Masyarakat Mandailing merupakan masyarakat agraris yang patrilineal. Sebagian besar warganya bertempat tinggal di daerah pendesaan dan hidup sebagai petani dengan mengolah sawah dan mengerjakan kebun karet, kopi, kulit manis, dsb.
Sampai pada masa pemerintahan kolonial Belanda penduduk di kawasan Mandailing Godang dipimpin oleh raja-raja dari marga (clan) Nasution, sedangkan penduduk di kawasan Mandailing Julu dipimpin oleh raja-raja dari marga Lubis. Pada masa itu di kedua kawasan tersebut terdapat banyak kerajaan tradisional yang kecil-kecil berupa komunitas yang dinamakan Huta atau Banua. Masing-masing mempunyai kesatuan teritorial dan pemerintahan yang otonom.
Eksistensi masyarakat Mandailing sebagai suku bangsa atau kelompok etnis diperlihatkan dan dikukuhkan oleh kenyataan bahwa masyarakat Mandailing mempunyai kesatuan kebudayaan dan juga bahasa sendiri yang membuatnya berbeda atau dapat dibedakan dari suku bangsa yang lain. Dan juga karena warga masyarkat Mandailing menyadari adanya identitas dan kesatuan kebudayaan mereka sendiri yang membuat mereka (merasa) berbeda dari warga masyarakat yang lain.
Secara historis, eksistensi atau keberadaan suku bangsa Mandailing didukung oleh kenyataan disebut nama Mandailing dalam puluh atau syair ke-13 kitab Nagarakretagama yang ditulis oleh Prapanca sekitar tahun 1365 (abad ke-14). Dalam hal ini, Said (tanpa tahun:9) antara lain mengemukakan bahwa "teks sair ke-13 Negarakertagama tersebut dalam huruf Latin bahasa Kawi, dapat dikutip sebagian sebagai berikut:
"Lwir ning nuasa pranusa pramuka sakahawat kaoni ri Malayu/ ning Jambi mwang Palembang i Teba len Darmmacraya tumut/ Kandis, Kahwas Manangkabwa ri Siyak i Rekan Kampar mwang Pane/ Kampe Haru athawa Mandahiling i Tumihang Perlak mwang i Barat//"
Seperti terlihat pada teks tersebut ekspansi Majapahit ke Malaya (Sumatra) merata sejak Jambi, Palembang, Muara Tebo, Darmasraya, Haru, Mandahiling, jelasnya Mandailing. Meperhatikan bahwa nama Mandailing tidak ada duanya di Indonesia, maka yang dimaksud tidak lain dari Mandailing yang lokasinya di Tapanuli Selatan. Demikian dikemukan oleh Said. 2. Budaya Mandailing2.1. Sistem Sosial, Adat Istiadat dan Pemerintahan Dalam waktu yang terbatas tentu tidak dapat dibicarakan budaya Mandailing secara keseluruhan. Oleh karena itu yang akan dibicarakan pada kesempatan ini hanyalah sebagian kecial dari unsur dan aspeksnya saja.

* Data yang Diberikan:

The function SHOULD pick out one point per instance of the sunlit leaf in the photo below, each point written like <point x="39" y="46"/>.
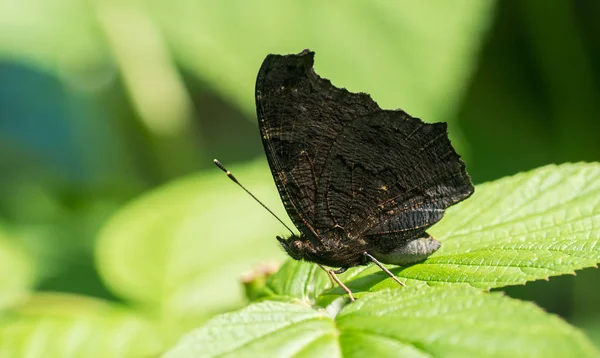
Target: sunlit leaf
<point x="61" y="325"/>
<point x="184" y="247"/>
<point x="406" y="322"/>
<point x="16" y="270"/>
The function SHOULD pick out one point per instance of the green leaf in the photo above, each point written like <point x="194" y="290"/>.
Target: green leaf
<point x="61" y="325"/>
<point x="407" y="322"/>
<point x="183" y="248"/>
<point x="384" y="44"/>
<point x="16" y="270"/>
<point x="297" y="280"/>
<point x="527" y="227"/>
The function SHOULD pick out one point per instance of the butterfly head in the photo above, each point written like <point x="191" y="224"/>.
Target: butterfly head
<point x="296" y="246"/>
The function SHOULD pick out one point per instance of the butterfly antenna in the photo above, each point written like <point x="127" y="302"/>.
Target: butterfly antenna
<point x="233" y="178"/>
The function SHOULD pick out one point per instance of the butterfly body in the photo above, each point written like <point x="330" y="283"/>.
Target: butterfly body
<point x="354" y="178"/>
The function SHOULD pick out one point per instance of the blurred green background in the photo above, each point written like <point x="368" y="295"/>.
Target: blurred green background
<point x="102" y="101"/>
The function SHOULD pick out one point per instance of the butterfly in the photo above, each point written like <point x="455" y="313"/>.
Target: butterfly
<point x="360" y="183"/>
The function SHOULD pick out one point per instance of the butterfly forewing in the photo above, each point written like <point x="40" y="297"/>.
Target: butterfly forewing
<point x="339" y="161"/>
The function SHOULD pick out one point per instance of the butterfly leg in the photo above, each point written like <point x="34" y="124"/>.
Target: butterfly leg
<point x="332" y="276"/>
<point x="371" y="258"/>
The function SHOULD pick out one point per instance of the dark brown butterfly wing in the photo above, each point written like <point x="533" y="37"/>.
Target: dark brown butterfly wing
<point x="300" y="116"/>
<point x="340" y="161"/>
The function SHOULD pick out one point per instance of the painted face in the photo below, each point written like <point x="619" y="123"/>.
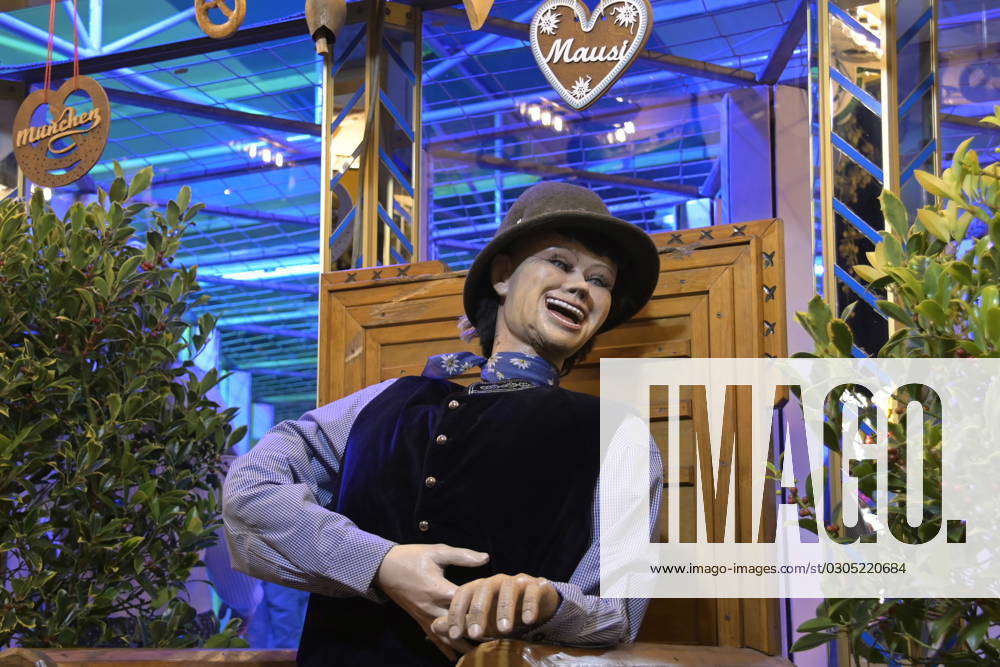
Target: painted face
<point x="555" y="295"/>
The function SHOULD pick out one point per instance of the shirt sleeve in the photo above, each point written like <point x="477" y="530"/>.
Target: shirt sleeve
<point x="583" y="618"/>
<point x="277" y="527"/>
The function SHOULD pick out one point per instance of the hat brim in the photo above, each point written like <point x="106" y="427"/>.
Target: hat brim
<point x="635" y="283"/>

* Ketentuan Tugas:
1. Menurut teks bacaan tentang masyarakat Mandailing, raja-raja dari marga apa yang memimpin penduduk di kawasan Mandailing Julu sampai masa pemerintahan kolonial Belanda?
2. Kumpulkan setiap baris dalam entri yang memuat kata "brim", dengan membedakan huruf besar dan huruf kecil.
Entri-entri tersebut sama sekali tidak berkaitan dengan teks bacaan.

* Jawaban Tiap Tugas:
1. Marga Lubis.

2.
The function SHOULD pick out one point per instance of the hat brim in the photo above, each point written like <point x="106" y="427"/>.
Target: hat brim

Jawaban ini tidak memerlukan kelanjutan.